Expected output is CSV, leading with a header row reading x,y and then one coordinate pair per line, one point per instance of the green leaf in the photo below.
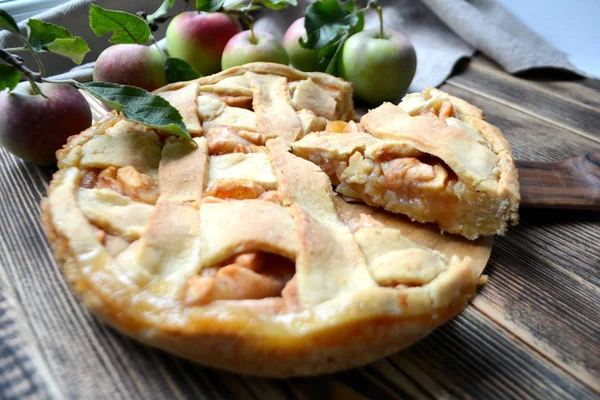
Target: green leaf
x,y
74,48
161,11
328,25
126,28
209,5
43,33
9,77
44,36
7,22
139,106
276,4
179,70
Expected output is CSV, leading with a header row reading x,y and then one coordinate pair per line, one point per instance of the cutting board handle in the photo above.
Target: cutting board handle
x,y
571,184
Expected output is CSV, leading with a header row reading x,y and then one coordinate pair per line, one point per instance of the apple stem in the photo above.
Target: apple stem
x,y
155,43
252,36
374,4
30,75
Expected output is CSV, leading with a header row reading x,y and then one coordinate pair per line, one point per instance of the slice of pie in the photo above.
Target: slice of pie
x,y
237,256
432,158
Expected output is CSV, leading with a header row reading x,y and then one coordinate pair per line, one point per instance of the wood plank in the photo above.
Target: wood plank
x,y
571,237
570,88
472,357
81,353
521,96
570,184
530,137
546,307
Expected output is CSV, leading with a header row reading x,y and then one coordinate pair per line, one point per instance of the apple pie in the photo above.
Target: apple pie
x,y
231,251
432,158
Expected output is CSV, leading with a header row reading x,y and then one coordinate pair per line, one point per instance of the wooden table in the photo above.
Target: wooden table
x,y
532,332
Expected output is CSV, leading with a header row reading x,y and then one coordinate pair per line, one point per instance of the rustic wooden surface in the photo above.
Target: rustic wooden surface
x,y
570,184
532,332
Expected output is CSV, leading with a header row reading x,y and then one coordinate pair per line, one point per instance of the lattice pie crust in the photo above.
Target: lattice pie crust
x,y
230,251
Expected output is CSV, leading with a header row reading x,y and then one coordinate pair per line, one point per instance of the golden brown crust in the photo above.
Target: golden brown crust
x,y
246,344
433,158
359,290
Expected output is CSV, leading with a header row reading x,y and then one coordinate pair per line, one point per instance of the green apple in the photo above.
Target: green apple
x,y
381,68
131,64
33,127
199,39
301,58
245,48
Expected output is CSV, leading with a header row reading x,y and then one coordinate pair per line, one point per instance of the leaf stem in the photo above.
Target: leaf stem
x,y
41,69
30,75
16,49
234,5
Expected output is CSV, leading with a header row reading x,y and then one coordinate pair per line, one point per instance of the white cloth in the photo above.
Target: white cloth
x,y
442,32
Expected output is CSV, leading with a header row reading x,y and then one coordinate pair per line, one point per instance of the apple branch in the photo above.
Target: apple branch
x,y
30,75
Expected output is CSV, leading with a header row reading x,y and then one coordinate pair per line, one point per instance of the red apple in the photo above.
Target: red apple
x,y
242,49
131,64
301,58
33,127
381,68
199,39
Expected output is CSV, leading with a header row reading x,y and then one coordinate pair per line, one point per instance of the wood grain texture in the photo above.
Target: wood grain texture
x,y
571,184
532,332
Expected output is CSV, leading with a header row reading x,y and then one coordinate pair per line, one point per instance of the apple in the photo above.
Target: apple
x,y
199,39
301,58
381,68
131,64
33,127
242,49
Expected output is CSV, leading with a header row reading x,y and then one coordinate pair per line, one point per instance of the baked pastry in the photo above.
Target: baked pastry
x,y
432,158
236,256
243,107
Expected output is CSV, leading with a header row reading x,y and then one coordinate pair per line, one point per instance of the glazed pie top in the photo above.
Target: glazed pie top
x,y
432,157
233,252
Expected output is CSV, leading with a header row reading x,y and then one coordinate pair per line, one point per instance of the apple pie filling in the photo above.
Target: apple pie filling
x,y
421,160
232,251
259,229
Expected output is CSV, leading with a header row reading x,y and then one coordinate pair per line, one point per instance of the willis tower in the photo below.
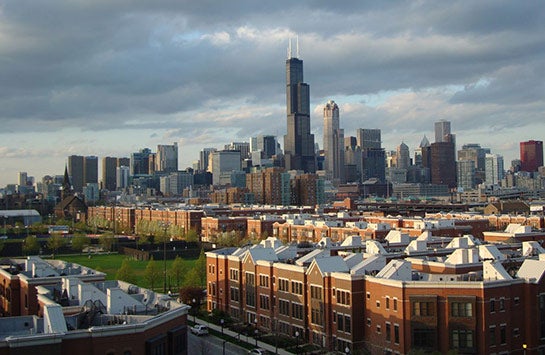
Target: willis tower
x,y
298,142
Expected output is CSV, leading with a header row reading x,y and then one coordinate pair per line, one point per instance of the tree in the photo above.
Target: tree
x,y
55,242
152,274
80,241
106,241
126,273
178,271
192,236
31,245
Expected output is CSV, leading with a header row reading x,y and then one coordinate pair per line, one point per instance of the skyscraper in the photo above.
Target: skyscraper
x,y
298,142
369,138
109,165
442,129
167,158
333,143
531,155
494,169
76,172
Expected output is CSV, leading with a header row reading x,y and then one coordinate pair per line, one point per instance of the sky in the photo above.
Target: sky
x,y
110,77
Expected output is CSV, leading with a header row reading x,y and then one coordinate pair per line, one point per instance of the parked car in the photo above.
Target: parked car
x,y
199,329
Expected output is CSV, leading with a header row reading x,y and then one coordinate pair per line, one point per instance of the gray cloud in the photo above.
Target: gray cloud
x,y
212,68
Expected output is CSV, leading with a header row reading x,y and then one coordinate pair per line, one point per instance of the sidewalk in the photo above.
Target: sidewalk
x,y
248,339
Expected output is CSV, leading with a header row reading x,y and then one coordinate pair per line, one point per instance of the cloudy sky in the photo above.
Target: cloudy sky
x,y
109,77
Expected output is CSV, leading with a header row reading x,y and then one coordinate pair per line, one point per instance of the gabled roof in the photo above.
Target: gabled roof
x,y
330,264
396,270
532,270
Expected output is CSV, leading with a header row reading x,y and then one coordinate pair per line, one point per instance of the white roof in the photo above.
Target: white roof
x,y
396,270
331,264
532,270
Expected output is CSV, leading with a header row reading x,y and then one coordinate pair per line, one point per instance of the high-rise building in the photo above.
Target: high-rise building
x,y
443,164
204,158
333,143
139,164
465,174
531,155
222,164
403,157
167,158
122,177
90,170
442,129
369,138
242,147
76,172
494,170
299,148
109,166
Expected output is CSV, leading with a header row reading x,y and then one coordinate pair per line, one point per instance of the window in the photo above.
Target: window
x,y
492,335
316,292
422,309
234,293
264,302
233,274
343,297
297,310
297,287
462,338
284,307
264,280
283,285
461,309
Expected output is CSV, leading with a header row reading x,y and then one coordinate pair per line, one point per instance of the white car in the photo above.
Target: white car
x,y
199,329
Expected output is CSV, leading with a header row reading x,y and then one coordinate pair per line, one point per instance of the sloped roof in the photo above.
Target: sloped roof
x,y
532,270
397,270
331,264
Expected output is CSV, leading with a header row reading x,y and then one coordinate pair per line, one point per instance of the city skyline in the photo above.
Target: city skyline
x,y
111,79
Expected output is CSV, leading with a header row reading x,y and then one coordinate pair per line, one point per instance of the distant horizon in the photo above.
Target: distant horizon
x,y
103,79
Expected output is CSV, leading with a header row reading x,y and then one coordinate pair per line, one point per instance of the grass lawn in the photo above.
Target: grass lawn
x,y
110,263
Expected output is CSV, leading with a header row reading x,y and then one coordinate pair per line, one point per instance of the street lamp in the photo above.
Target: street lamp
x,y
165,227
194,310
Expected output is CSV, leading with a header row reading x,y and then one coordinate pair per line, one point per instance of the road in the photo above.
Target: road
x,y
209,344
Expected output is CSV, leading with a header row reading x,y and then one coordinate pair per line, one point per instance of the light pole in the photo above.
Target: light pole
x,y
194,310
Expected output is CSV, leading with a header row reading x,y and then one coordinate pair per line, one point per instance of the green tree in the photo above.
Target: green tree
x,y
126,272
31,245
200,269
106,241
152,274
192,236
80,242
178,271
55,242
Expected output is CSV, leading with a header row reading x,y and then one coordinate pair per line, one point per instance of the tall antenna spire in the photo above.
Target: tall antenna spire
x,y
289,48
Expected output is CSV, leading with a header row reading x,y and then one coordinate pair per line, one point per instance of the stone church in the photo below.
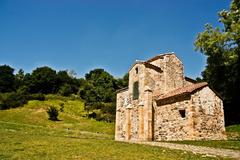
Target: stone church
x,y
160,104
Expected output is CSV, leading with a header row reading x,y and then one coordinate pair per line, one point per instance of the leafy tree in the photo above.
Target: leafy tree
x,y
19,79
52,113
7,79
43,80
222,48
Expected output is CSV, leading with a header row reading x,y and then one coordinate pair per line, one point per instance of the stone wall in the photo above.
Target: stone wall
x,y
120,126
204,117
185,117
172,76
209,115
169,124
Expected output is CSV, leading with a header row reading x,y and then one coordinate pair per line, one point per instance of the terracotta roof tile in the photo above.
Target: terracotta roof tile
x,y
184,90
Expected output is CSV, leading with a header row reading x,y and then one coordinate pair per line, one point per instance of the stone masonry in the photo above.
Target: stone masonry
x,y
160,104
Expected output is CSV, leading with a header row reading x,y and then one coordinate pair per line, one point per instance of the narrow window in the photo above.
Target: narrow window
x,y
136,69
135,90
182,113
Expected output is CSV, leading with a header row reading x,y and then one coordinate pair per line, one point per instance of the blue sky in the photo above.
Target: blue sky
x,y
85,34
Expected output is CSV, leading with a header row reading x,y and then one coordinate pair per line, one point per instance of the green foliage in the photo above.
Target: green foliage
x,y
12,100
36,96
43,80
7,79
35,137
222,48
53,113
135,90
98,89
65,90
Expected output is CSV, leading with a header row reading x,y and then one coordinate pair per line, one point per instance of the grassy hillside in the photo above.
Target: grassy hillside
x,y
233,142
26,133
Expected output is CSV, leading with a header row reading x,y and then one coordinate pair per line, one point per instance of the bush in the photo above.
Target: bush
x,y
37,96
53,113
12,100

[What the task asks] The lines you need run from the one containing "foliage in the photo above." to the end of the listing. Output exactly those, both ends included.

[Completed task]
Expected output is CSV, leading with a header row reading x,y and then one coordinate pair per line, one point per instance of the green foliage in the photo above.
Target: green foliage
x,y
12,100
36,96
43,80
7,79
35,137
222,48
53,113
135,90
98,89
65,90
Expected output is CSV, leading with a header row reading x,y and then one coordinate pair per line, one point per instance of the grassy hillside in the photo above.
Target: grassy hillside
x,y
233,142
26,133
Expected output is CSV, leading with a header row reading x,y and then one coordinate pair per line, one point per instance of the bush in the photo above.
Target: bush
x,y
37,96
53,113
12,100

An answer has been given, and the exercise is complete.